** Input rows **
┌──

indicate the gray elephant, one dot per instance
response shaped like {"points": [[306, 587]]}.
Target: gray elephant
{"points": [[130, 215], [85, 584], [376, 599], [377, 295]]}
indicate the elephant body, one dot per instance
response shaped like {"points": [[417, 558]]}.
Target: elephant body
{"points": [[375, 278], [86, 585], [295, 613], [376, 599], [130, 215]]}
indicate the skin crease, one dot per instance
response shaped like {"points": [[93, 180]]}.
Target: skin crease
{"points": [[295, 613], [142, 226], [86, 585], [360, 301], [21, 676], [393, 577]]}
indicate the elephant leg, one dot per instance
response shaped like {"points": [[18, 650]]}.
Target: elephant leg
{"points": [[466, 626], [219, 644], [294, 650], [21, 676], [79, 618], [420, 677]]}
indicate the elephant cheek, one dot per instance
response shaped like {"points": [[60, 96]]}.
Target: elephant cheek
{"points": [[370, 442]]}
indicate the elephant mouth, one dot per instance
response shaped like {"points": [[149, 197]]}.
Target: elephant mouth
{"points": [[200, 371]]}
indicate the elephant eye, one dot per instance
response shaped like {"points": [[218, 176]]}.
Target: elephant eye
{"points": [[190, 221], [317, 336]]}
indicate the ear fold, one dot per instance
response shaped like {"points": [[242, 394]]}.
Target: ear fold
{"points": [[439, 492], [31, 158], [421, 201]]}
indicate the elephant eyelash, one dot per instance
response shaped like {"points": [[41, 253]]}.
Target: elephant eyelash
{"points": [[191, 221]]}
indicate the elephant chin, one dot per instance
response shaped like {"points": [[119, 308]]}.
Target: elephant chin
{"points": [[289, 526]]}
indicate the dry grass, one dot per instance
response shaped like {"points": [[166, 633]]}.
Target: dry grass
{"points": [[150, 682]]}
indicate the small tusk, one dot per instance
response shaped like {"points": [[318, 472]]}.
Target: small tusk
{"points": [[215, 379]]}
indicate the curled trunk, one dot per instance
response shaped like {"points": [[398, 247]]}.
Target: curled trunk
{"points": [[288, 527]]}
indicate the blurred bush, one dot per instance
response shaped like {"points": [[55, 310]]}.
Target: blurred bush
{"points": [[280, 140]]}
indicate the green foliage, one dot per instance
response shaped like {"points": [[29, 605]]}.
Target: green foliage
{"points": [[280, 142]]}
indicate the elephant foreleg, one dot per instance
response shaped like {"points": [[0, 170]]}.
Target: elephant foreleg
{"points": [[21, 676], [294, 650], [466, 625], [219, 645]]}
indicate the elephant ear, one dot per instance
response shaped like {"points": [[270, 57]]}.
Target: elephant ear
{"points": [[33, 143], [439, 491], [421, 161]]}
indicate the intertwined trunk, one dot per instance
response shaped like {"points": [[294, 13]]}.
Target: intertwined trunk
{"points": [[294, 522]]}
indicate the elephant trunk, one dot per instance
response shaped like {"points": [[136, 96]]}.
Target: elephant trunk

└──

** Task objective **
Give an exact copy of all the data shown above.

** Finished task **
indicate the gray elephant, one dot per instance
response shaped like {"points": [[306, 587]]}.
Target: gray elephant
{"points": [[130, 215], [85, 584], [376, 599], [377, 295]]}
indicate the elephant body, one dot per instance
response shaped like {"points": [[417, 558]]}.
Target: elephant body
{"points": [[375, 278], [86, 585], [295, 613], [376, 599], [130, 215]]}
indicate the skin crease, one dot per instance
response shaped like {"points": [[93, 180]]}.
Target: skin crease
{"points": [[295, 613], [142, 226], [86, 585], [360, 301], [21, 676], [393, 577]]}
indicate the elephant leg, one dot per instance
response shaped like {"points": [[18, 650]]}.
Target: elephant leg
{"points": [[466, 626], [219, 644], [294, 650], [21, 676], [79, 618], [420, 677]]}
indicate the elephant cheek, one dot per instance
response shaped like {"points": [[60, 96]]}.
Target: elephant cheek
{"points": [[370, 442]]}
indicate the elephant mouth, one dot per instance
response shaped like {"points": [[149, 197]]}.
Target: elephant mouth
{"points": [[200, 371]]}
indicate the elephant eye, one dot per instance
response shaped like {"points": [[218, 176]]}.
Target: elephant eye
{"points": [[190, 221], [317, 336]]}
indicate the ear fold, one dot per instance
response shaped like {"points": [[242, 394]]}.
Target: ear fold
{"points": [[439, 492], [31, 158], [421, 201]]}
indicate the elephant eyelash, one dot per instance
response shaped like {"points": [[41, 253]]}.
Target: elephant eyelash
{"points": [[191, 221]]}
indicate the elephant chin, one dot per instance
response shaped like {"points": [[119, 308]]}.
Target: elephant chin
{"points": [[289, 526]]}
indicate the dry grass, one dot per instance
response shaped like {"points": [[166, 633]]}.
Target: dry grass
{"points": [[150, 682]]}
indicate the small tusk, one dot per instance
response shaped like {"points": [[318, 472]]}.
Target: small tusk
{"points": [[215, 379]]}
indicate the curled trunk, one dot per instance
response shaped like {"points": [[398, 247]]}.
Target: curled trunk
{"points": [[288, 527]]}
indicate the blurred bush, one dot per instance
response shaped like {"points": [[55, 310]]}.
Target: blurred bush
{"points": [[280, 140]]}
indicate the green foliage, one dot per instance
response shaped like {"points": [[29, 605]]}.
Target: green foliage
{"points": [[280, 142]]}
indicate the elephant foreleg, one dot per instance
response shaped like {"points": [[0, 170]]}.
Target: elephant foreleg
{"points": [[21, 676], [294, 650], [466, 625], [219, 645]]}
indicate the elephant ear, one dot per instance
response shaped like {"points": [[270, 57]]}.
Target: elephant ear
{"points": [[33, 143], [439, 491], [421, 161]]}
indicate the intertwined trunk, one dot per instance
response shaped like {"points": [[294, 13]]}.
Target: intertwined trunk
{"points": [[294, 522]]}
indicate the elephant trunk, one dot per instance
response shaped like {"points": [[136, 96]]}.
Target: elephant trunk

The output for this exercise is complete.